- Your instructions
Return the following lines without any changes.

++++ Data supplied

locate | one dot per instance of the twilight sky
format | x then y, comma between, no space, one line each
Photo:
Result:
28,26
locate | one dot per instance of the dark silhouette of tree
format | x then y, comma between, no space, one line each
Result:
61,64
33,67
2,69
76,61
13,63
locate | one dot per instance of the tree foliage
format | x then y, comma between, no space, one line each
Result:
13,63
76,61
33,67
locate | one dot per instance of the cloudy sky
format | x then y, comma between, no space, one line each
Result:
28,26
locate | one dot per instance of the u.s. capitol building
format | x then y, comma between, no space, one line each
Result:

++++++++

- Problem solution
locate | one dot per instance of the twilight sky
format | x then y, comma between, no space, one line each
Photo:
Result:
28,26
locate | one dot per instance of the dark silhouette of tree
format | x then y, comma between, no space, one line each
Result:
61,64
33,67
2,69
76,61
13,63
locate | one dot per instance of the tree foliage
format | x then y, comma between, no space, one line each
Result:
13,63
76,61
33,67
locate | one dot per instance of the cloudy sky
format | x then y, comma between, no space, one line each
Result:
28,26
locate | one dot per instance of the u.s. capitol building
format | x then y, comma between, no space, one line each
Result:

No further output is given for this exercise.